Guest blogger Linzi Boyd discusses buidling your personal profile to build your business brand.
While the importance of brand is becoming well understood by business leaders, we believe there’s more to it than simply ‘brand’ alone. We’ve identified three key pillars to help clients jump their businesses smoothly: brand, people and purpose.
Why build your profile into an asset?
In this article I’m concentrating on the ‘people’ aspect of brand because in the digital era ‘people’ has become as important, if not more so, than ‘brand’. Why? Because the new school way of doing business is ‘people buy from people’. Customers, in particular, want to see the people and culture behind a brand and to trust in the business’s authenticity.
Aligning ‘people’ with ‘brand’ improves an organisation’s brand ‘realness’.
Let’s begin by making it personal. Connecting your brand DNA with your personal DNA gives your business a more authentic voice. This in turn enables the market to engage with you, your business and your products more readily.
First, developing a strong personal brand (or profile) in the market will attract more clients, converting into revenue growth for the business. Second, you can influence the market by becoming an influencer in your industry. This is further enhanced when you reach the level of influencing other influencers.
Pull…don’t push!
Ask yourself, ‘Would I rather chase business or have it come to me?’ How does it feel to know you must chase business every day? Tired, exhausted, energy drained? As an entrepreneur do you want to wake early to chase clients and work late to chase markets? It’s draining, makes you feel like quitting and it’s all too much. We call this pushing the market.

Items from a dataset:
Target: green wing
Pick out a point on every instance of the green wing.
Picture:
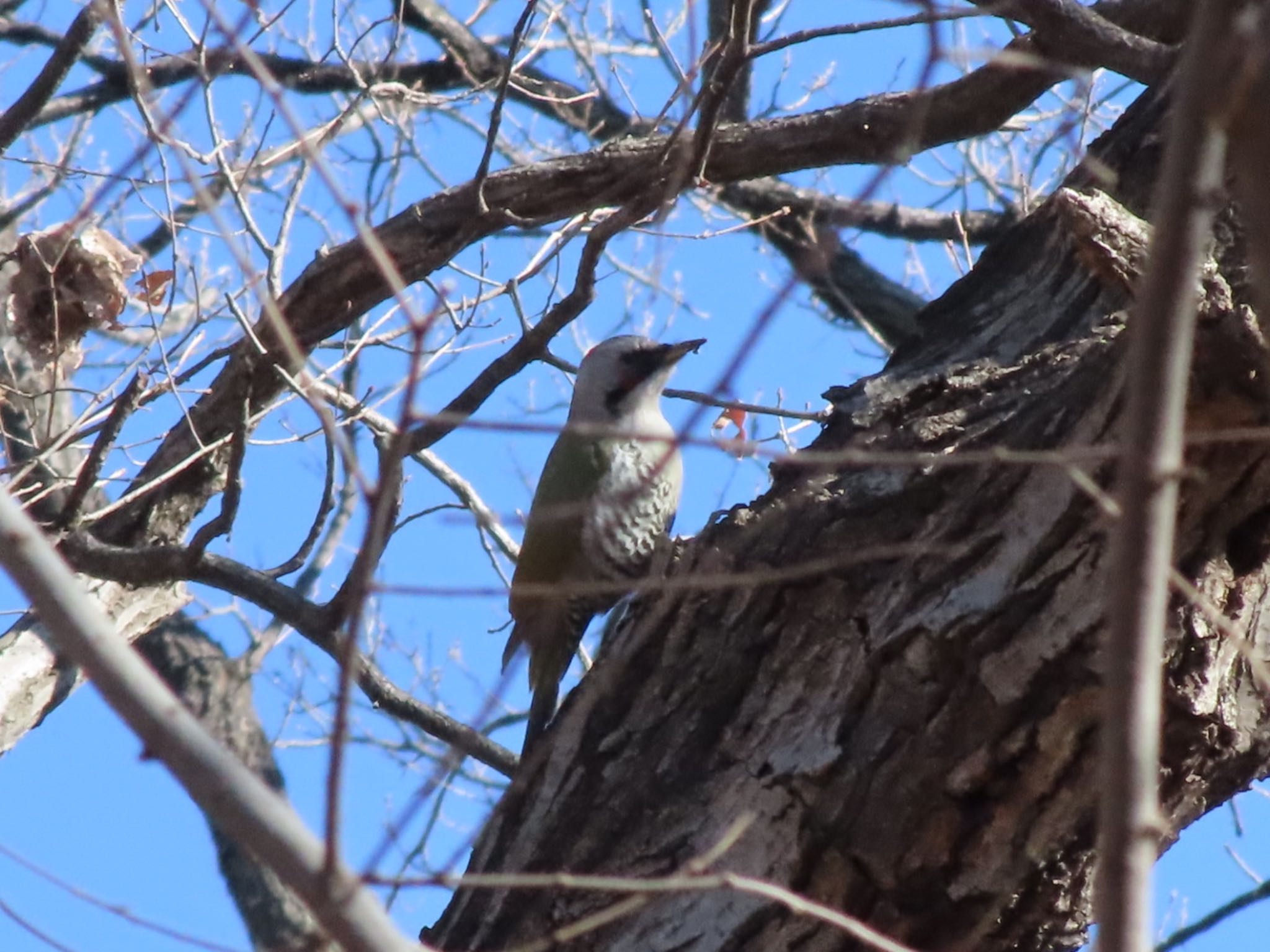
(553, 534)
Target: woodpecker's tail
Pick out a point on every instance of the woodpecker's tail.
(541, 711)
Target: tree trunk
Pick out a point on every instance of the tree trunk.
(893, 667)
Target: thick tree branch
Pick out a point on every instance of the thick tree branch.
(226, 790)
(153, 565)
(1150, 469)
(833, 707)
(18, 117)
(218, 691)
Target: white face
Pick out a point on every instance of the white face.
(619, 379)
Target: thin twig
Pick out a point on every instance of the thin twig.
(229, 792)
(1160, 351)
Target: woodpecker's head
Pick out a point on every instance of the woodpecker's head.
(623, 377)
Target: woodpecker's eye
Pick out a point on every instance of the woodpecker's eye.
(643, 363)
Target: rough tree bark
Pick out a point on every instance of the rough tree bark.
(893, 668)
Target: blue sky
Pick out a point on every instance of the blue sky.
(75, 796)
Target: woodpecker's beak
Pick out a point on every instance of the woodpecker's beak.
(672, 353)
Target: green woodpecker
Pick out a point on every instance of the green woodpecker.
(606, 496)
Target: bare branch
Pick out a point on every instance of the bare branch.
(1150, 469)
(226, 790)
(18, 117)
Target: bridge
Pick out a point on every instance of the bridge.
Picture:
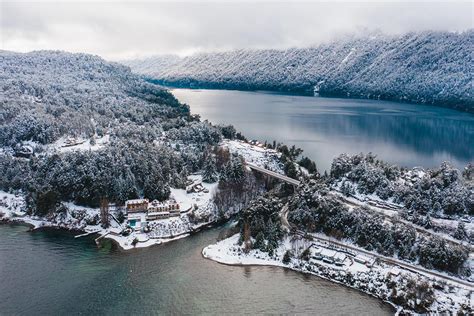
(273, 174)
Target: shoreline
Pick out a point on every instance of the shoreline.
(378, 281)
(395, 308)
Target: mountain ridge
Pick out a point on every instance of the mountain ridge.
(427, 68)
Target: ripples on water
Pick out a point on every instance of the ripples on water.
(404, 134)
(49, 272)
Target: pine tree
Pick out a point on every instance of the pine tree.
(259, 242)
(209, 174)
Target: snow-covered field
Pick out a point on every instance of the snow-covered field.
(259, 156)
(86, 219)
(378, 280)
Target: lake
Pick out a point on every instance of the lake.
(404, 134)
(51, 273)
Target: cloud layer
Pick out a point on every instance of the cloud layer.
(128, 29)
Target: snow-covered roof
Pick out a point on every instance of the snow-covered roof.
(136, 201)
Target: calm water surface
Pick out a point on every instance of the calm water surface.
(51, 273)
(404, 134)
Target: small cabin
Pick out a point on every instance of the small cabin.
(136, 206)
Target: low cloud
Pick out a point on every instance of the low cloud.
(119, 30)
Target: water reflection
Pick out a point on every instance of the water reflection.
(51, 273)
(405, 134)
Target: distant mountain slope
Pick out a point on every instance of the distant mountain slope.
(429, 67)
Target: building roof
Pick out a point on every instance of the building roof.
(136, 201)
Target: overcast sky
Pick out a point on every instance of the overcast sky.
(129, 29)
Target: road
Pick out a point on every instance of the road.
(391, 215)
(273, 174)
(391, 261)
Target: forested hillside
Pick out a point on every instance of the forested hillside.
(49, 97)
(430, 67)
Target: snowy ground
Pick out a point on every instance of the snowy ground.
(391, 208)
(261, 157)
(372, 280)
(83, 144)
(80, 218)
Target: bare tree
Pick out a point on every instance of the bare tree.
(104, 212)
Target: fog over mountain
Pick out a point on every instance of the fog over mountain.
(425, 67)
(131, 29)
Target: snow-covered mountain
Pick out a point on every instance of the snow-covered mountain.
(429, 67)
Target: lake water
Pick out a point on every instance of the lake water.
(51, 273)
(404, 134)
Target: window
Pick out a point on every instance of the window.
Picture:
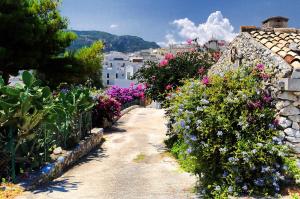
(128, 75)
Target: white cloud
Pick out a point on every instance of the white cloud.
(114, 26)
(169, 39)
(216, 26)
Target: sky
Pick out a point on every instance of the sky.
(175, 21)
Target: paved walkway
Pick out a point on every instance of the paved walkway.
(131, 164)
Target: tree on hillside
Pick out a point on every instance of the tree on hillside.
(76, 67)
(32, 33)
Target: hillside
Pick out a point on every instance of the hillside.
(112, 42)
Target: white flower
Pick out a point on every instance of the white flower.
(204, 101)
(219, 133)
(199, 108)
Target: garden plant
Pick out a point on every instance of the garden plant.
(160, 79)
(224, 129)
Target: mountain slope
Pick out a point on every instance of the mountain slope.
(112, 42)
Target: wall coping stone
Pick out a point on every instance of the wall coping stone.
(53, 170)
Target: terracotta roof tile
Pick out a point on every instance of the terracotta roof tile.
(292, 53)
(269, 44)
(277, 38)
(289, 59)
(283, 35)
(277, 33)
(296, 64)
(259, 36)
(282, 53)
(275, 49)
(283, 42)
(279, 43)
(286, 49)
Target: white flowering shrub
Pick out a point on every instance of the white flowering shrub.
(225, 127)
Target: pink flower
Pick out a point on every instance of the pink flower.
(169, 56)
(260, 67)
(163, 63)
(255, 105)
(205, 80)
(189, 41)
(169, 87)
(201, 70)
(264, 76)
(267, 98)
(276, 122)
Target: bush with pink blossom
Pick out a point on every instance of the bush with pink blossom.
(167, 75)
(224, 129)
(106, 109)
(126, 95)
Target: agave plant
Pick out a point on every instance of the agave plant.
(23, 106)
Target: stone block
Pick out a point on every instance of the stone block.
(295, 118)
(296, 148)
(287, 96)
(281, 104)
(296, 126)
(296, 73)
(290, 132)
(97, 131)
(289, 84)
(284, 123)
(289, 110)
(292, 139)
(297, 103)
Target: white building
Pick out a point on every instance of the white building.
(119, 68)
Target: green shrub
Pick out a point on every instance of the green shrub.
(162, 78)
(39, 121)
(226, 125)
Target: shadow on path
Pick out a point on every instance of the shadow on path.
(114, 129)
(61, 185)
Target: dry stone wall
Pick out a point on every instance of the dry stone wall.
(245, 51)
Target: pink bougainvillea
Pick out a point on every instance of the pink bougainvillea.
(169, 87)
(163, 63)
(169, 56)
(189, 41)
(124, 95)
(205, 80)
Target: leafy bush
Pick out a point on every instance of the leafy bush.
(125, 95)
(107, 108)
(161, 78)
(225, 126)
(39, 121)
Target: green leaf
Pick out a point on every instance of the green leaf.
(11, 91)
(27, 78)
(1, 81)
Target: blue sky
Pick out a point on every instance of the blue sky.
(164, 20)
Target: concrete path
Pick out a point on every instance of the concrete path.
(131, 164)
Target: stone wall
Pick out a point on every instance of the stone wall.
(244, 50)
(62, 162)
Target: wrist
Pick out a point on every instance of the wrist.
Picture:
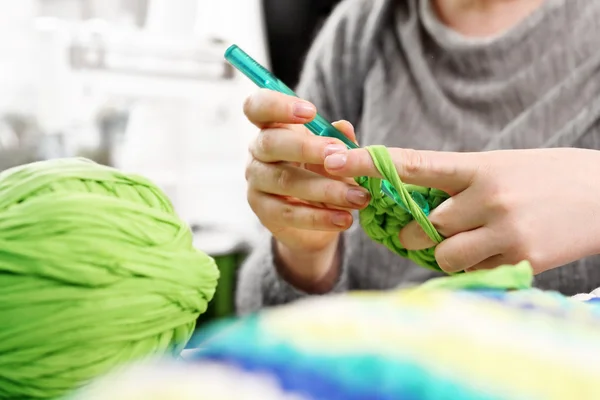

__Your task__:
Please reproduce the whole passage on building a personal profile, word for word. The material is not needed for anything here.

__Exercise result__:
Guest blogger Linzi Boyd discusses buidling your personal profile to build your business brand.
While the importance of brand is becoming well understood by business leaders, we believe there’s more to it than simply ‘brand’ alone. We’ve identified three key pillars to help clients jump their businesses smoothly: brand, people and purpose.
Why build your profile into an asset?
In this article I’m concentrating on the ‘people’ aspect of brand because in the digital era ‘people’ has become as important, if not more so, than ‘brand’. Why? Because the new school way of doing business is ‘people buy from people’. Customers, in particular, want to see the people and culture behind a brand and to trust in the business’s authenticity.
Aligning ‘people’ with ‘brand’ improves an organisation’s brand ‘realness’.
Let’s begin by making it personal. Connecting your brand DNA with your personal DNA gives your business a more authentic voice. This in turn enables the market to engage with you, your business and your products more readily.
First, developing a strong personal brand (or profile) in the market will attract more clients, converting into revenue growth for the business. Second, you can influence the market by becoming an influencer in your industry. This is further enhanced when you reach the level of influencing other influencers.
Pull…don’t push!
Ask yourself, ‘Would I rather chase business or have it come to me?’ How does it feel to know you must chase business every day? Tired, exhausted, energy drained? As an entrepreneur do you want to wake early to chase clients and work late to chase markets? It’s draining, makes you feel like quitting and it’s all too much. We call this pushing the market.